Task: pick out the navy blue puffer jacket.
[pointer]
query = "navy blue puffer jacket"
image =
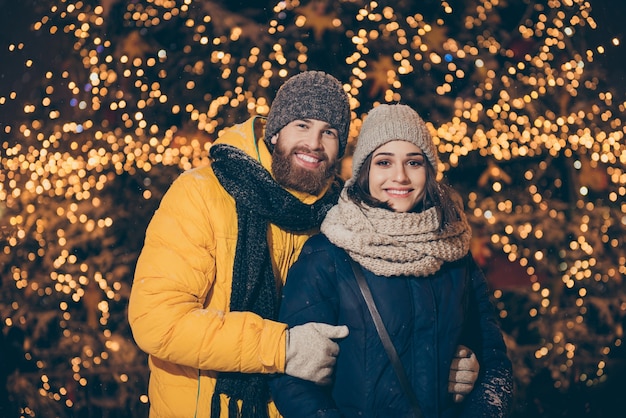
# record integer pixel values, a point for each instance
(425, 318)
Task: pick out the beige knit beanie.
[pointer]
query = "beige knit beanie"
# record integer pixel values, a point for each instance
(386, 123)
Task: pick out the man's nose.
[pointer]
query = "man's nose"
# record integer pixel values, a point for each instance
(314, 139)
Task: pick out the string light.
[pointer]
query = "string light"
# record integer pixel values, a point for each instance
(146, 98)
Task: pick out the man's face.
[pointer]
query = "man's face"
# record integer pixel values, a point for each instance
(305, 155)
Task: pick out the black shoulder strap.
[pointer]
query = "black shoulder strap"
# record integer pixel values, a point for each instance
(384, 336)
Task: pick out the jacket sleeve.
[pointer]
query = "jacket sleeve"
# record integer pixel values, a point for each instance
(175, 276)
(493, 391)
(309, 295)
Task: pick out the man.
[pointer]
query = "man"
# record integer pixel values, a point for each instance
(207, 283)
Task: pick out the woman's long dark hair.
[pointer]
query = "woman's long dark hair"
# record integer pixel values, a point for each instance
(436, 194)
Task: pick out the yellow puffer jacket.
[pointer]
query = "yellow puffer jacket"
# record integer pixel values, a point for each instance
(179, 303)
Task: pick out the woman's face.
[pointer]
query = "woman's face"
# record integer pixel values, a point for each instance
(398, 175)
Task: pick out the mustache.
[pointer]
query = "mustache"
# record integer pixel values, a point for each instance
(321, 155)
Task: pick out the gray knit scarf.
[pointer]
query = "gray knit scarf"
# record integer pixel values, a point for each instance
(259, 200)
(396, 244)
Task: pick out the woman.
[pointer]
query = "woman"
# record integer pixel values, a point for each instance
(410, 237)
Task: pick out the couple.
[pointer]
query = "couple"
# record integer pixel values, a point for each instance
(206, 299)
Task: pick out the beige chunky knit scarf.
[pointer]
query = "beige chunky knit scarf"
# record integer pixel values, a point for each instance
(396, 244)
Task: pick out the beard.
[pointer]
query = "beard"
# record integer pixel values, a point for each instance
(292, 176)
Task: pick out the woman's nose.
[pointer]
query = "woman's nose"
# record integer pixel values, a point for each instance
(400, 174)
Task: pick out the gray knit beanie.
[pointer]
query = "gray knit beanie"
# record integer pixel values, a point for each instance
(310, 95)
(386, 123)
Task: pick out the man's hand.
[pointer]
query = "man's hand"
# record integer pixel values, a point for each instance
(311, 351)
(463, 373)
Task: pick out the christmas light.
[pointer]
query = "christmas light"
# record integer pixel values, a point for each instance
(135, 92)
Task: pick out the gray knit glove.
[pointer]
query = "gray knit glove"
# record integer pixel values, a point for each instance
(463, 373)
(311, 352)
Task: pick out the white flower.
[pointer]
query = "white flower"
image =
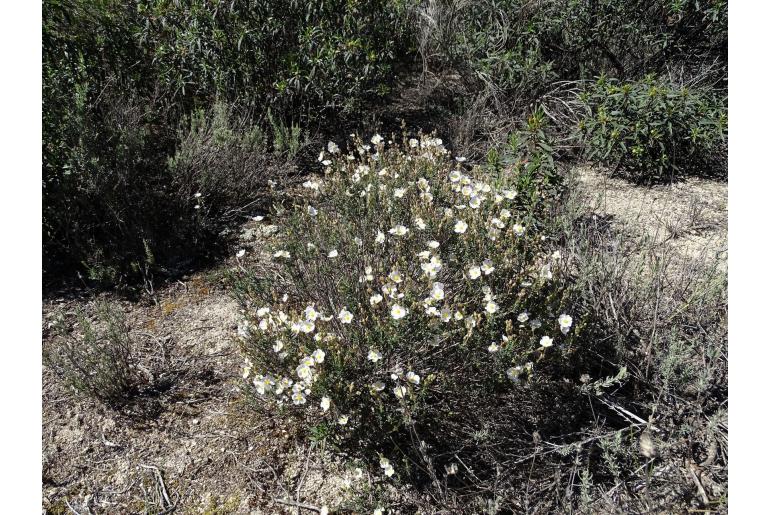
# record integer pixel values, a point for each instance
(307, 326)
(374, 355)
(432, 268)
(386, 466)
(395, 276)
(399, 230)
(345, 316)
(304, 372)
(398, 312)
(437, 292)
(460, 227)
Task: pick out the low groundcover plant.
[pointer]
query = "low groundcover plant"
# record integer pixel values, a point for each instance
(403, 288)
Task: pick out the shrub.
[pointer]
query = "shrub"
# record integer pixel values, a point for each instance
(119, 79)
(409, 298)
(95, 359)
(653, 130)
(223, 163)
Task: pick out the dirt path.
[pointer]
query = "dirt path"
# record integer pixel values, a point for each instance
(192, 445)
(689, 217)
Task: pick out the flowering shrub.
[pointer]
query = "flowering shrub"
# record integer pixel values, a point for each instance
(405, 284)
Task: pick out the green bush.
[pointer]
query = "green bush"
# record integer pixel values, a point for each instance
(223, 163)
(654, 130)
(119, 80)
(95, 357)
(412, 298)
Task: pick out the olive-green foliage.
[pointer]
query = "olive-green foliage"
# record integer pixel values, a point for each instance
(654, 130)
(464, 386)
(95, 357)
(223, 162)
(522, 47)
(120, 78)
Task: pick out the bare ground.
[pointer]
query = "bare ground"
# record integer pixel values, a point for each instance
(689, 217)
(190, 445)
(187, 443)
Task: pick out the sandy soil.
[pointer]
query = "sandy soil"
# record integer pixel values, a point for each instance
(689, 217)
(190, 445)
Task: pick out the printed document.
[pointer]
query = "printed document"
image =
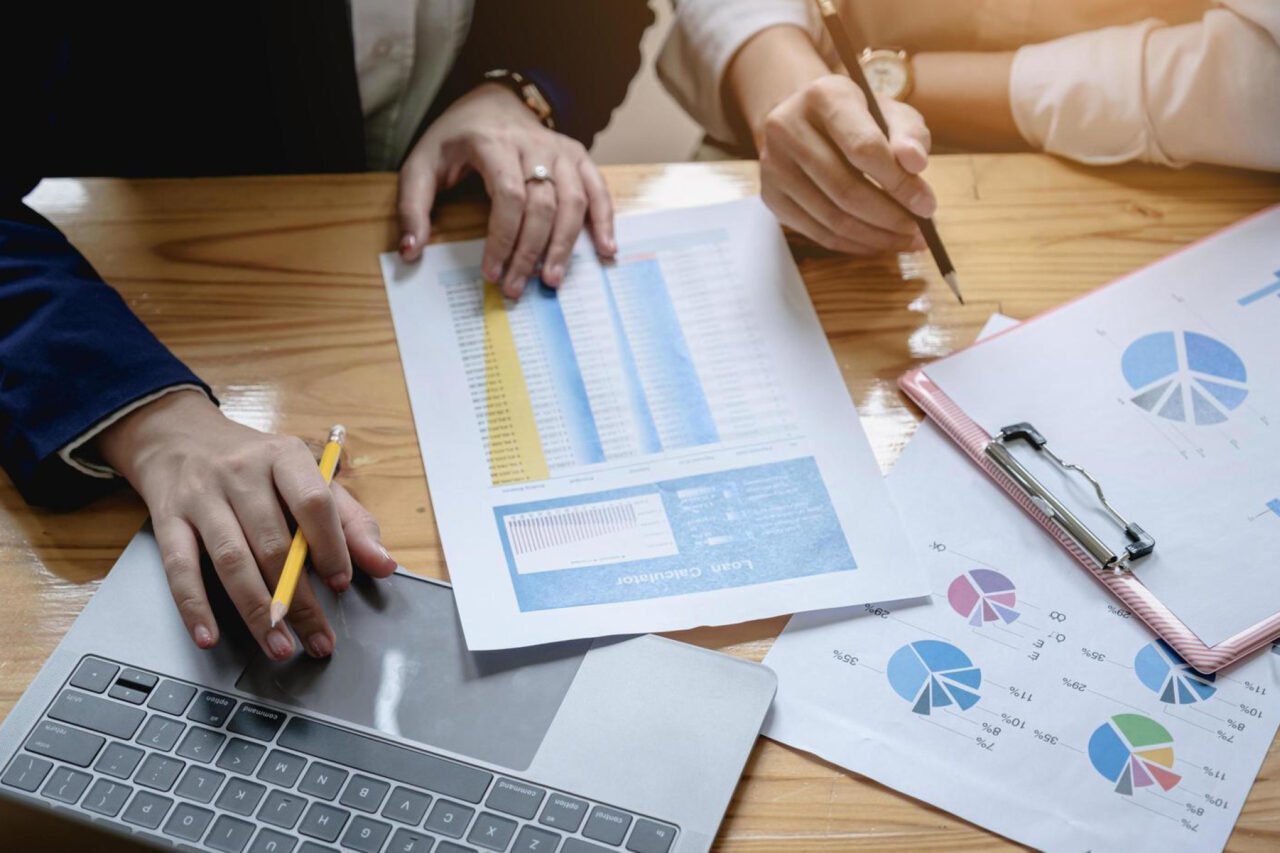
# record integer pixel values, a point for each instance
(1023, 698)
(663, 442)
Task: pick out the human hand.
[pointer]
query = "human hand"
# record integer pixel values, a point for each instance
(821, 151)
(209, 480)
(489, 131)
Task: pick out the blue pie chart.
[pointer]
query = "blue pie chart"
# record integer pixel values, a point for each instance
(932, 674)
(1185, 377)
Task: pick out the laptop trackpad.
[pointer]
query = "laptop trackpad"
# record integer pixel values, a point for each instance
(402, 667)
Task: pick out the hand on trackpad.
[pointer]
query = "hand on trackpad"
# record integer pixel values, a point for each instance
(402, 667)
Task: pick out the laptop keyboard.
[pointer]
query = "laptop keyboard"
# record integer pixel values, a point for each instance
(200, 770)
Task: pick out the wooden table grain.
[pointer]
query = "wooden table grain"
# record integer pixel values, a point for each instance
(269, 288)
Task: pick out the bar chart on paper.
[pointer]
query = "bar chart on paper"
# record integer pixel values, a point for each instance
(640, 357)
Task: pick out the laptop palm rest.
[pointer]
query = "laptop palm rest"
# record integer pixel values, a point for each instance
(402, 667)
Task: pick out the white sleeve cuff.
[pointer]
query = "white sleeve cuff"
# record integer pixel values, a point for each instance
(705, 37)
(1084, 97)
(71, 452)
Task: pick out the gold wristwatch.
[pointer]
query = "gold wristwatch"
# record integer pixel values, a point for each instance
(526, 91)
(888, 72)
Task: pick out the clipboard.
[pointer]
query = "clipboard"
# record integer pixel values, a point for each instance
(1118, 570)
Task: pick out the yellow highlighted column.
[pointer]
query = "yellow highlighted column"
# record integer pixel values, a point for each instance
(515, 448)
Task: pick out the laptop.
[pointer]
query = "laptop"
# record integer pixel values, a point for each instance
(402, 742)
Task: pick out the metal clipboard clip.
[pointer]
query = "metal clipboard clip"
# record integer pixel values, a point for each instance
(1141, 543)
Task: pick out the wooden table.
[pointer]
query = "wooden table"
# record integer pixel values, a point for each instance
(269, 288)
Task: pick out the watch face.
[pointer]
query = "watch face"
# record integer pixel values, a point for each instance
(886, 74)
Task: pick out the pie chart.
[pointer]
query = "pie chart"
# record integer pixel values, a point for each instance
(932, 674)
(983, 596)
(1184, 377)
(1133, 752)
(1171, 678)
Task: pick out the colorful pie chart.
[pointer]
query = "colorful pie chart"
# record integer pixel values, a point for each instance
(1133, 752)
(983, 596)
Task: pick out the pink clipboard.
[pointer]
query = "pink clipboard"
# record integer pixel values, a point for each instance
(1125, 585)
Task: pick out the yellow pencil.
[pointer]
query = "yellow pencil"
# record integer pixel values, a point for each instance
(288, 583)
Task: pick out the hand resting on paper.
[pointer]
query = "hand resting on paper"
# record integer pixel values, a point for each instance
(231, 489)
(490, 132)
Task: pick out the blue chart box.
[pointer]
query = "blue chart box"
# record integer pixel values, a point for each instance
(736, 528)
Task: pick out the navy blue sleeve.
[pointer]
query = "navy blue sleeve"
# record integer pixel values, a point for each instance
(71, 355)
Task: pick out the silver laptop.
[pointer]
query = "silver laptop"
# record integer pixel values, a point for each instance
(403, 742)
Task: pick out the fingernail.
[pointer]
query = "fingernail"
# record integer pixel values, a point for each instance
(923, 204)
(319, 646)
(279, 644)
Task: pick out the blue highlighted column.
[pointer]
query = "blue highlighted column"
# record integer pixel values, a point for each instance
(657, 352)
(566, 375)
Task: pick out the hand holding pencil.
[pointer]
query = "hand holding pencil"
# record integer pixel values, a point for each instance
(283, 597)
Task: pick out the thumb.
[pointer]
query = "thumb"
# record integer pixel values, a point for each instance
(416, 196)
(908, 136)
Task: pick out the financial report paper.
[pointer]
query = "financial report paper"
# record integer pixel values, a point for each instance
(663, 442)
(1023, 698)
(1165, 386)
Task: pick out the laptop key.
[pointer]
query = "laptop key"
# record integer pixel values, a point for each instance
(26, 772)
(406, 806)
(579, 845)
(650, 836)
(282, 769)
(147, 810)
(200, 784)
(188, 822)
(365, 834)
(364, 793)
(257, 723)
(160, 733)
(515, 798)
(607, 825)
(159, 771)
(67, 785)
(126, 693)
(241, 756)
(229, 834)
(63, 743)
(535, 840)
(118, 761)
(172, 697)
(563, 812)
(94, 675)
(373, 756)
(137, 679)
(410, 842)
(272, 842)
(211, 708)
(96, 714)
(448, 819)
(324, 822)
(201, 744)
(241, 797)
(106, 797)
(282, 808)
(492, 833)
(323, 780)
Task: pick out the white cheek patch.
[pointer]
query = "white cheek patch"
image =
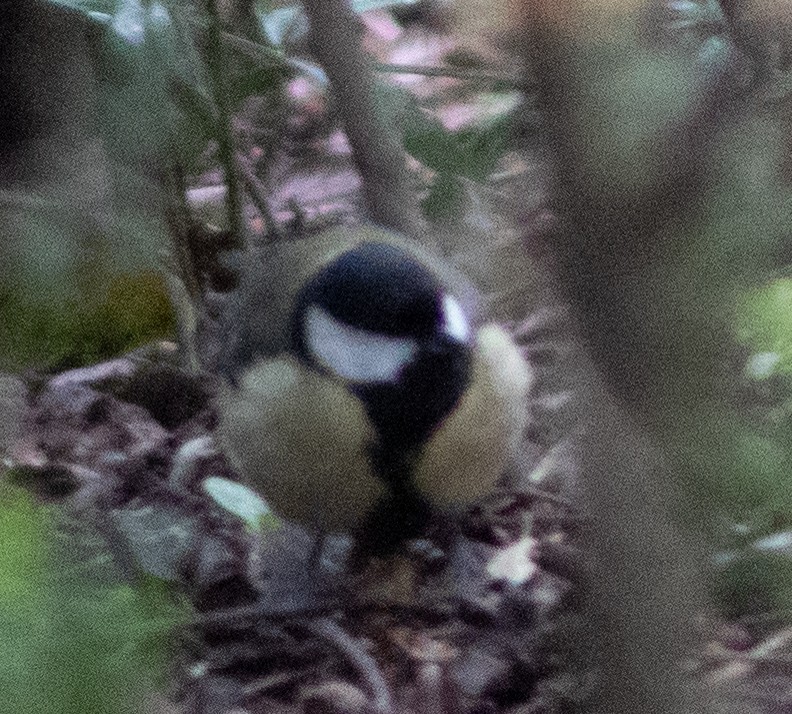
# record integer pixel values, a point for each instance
(454, 321)
(354, 354)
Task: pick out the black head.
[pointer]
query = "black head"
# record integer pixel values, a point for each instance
(379, 319)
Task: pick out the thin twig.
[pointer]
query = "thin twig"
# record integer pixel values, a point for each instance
(363, 663)
(257, 195)
(378, 155)
(469, 75)
(217, 66)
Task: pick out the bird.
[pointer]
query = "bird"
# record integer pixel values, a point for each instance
(362, 391)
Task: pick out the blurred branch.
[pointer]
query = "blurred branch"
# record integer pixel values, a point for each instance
(378, 155)
(467, 74)
(216, 64)
(619, 238)
(257, 195)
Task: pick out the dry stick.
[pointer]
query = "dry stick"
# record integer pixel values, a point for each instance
(363, 663)
(378, 155)
(258, 195)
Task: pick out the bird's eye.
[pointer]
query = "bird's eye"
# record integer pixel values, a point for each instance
(455, 324)
(355, 354)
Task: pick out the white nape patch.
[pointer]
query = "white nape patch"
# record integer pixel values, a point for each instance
(358, 355)
(454, 320)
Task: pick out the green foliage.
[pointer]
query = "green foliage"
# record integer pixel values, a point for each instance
(764, 322)
(75, 302)
(70, 647)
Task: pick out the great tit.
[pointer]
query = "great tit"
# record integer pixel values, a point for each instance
(361, 394)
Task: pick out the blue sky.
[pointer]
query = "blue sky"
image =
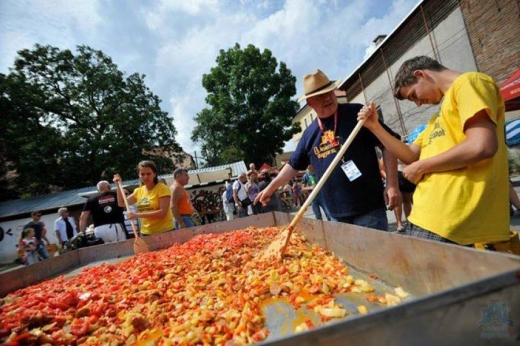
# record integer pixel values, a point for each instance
(175, 42)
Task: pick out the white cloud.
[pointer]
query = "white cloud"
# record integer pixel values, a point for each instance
(175, 42)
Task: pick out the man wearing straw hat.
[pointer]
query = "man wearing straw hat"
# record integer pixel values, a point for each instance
(354, 192)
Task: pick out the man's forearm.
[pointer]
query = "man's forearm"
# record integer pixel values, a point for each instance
(390, 163)
(397, 148)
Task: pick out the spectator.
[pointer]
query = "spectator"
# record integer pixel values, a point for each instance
(64, 226)
(28, 246)
(151, 199)
(228, 207)
(275, 201)
(252, 169)
(40, 233)
(252, 191)
(240, 196)
(513, 200)
(181, 206)
(309, 181)
(109, 223)
(354, 192)
(459, 162)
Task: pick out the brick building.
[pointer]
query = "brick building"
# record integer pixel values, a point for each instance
(464, 35)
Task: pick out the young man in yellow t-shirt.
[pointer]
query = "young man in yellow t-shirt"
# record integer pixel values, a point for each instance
(459, 162)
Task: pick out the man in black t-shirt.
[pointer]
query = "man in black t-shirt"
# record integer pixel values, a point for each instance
(40, 233)
(107, 215)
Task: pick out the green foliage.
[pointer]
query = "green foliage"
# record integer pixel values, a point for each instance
(250, 108)
(71, 120)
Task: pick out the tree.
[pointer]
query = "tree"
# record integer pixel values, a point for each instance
(76, 119)
(251, 111)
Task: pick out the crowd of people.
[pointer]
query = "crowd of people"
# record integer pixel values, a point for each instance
(456, 170)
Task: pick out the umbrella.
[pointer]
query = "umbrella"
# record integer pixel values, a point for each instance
(511, 92)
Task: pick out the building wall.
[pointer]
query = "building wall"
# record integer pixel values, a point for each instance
(494, 33)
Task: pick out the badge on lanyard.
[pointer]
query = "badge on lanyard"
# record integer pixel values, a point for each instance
(351, 170)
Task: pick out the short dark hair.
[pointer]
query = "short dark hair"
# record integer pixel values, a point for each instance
(178, 172)
(405, 77)
(149, 164)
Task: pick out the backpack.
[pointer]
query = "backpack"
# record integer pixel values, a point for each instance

==============================

What you are asked to do – Pull every line containing "paper" out of the material and copy it.

Your response –
Task: pick out the bar chart on paper.
query = "bar chart on paper"
Task: pick out the hand resting on paper.
query = "hand resting on paper"
Task: pick out the financial report paper.
query = "financial report paper"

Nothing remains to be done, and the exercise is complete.